- [問題]: 下の記録のうち、「315, row 95.」を含む行から「Target: arched doorway」を含む行までを、一字も変えずにそのまま書き写してください。どちらの端の行も含めます。

- [入力]:
- - -

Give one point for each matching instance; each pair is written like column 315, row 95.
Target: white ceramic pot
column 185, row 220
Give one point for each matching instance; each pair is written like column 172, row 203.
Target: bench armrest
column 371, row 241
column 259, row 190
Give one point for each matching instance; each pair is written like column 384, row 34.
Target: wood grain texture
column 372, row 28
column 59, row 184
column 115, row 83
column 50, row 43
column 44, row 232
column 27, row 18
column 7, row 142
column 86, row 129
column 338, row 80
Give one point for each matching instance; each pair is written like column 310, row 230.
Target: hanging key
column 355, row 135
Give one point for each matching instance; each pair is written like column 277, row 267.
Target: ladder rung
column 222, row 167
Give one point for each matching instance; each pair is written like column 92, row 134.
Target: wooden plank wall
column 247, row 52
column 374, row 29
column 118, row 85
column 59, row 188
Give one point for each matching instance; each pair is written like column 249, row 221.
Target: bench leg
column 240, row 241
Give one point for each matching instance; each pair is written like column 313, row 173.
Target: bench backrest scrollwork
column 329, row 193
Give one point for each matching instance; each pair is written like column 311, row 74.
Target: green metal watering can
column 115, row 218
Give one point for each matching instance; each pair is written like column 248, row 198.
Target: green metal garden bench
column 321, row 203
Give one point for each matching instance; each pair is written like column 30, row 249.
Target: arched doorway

- - -

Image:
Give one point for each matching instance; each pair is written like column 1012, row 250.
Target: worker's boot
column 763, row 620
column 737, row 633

- - -

- [解答]:
Give one point for each matching instance; each pair is written like column 315, row 95.
Target: white ceramic pot
column 185, row 220
Give one point for each matching instance; each pair is written like column 172, row 203.
Target: bench armrest
column 371, row 241
column 259, row 190
Give one point for each matching instance; each pair is written like column 384, row 34.
Target: wood grain texture
column 372, row 28
column 59, row 184
column 115, row 83
column 50, row 43
column 44, row 232
column 27, row 18
column 7, row 142
column 86, row 129
column 338, row 80
Give one point for each matching instance; each pair is written like column 310, row 230.
Target: hanging key
column 355, row 135
Give one point for each matching instance; each pair is written like column 277, row 267.
Target: ladder rung
column 222, row 167
Give one point for each matching instance; each pair is written like column 92, row 134.
Target: wooden plank wall
column 247, row 52
column 374, row 29
column 118, row 85
column 59, row 188
Give one point for each matching instance; each pair is written like column 249, row 221.
Target: bench leg
column 240, row 241
Give one point for each matching instance; each pair is written like column 313, row 173.
Target: bench backrest scrollwork
column 329, row 193
Give one point for each matching instance; each pair is written like column 311, row 74.
Target: green metal watering can
column 115, row 218
Give one point for each matching instance; each pair is written like column 248, row 198.
Target: green metal garden bench
column 321, row 203
Give one point for each matching instance; each pair is written like column 30, row 249.
Target: arched doorway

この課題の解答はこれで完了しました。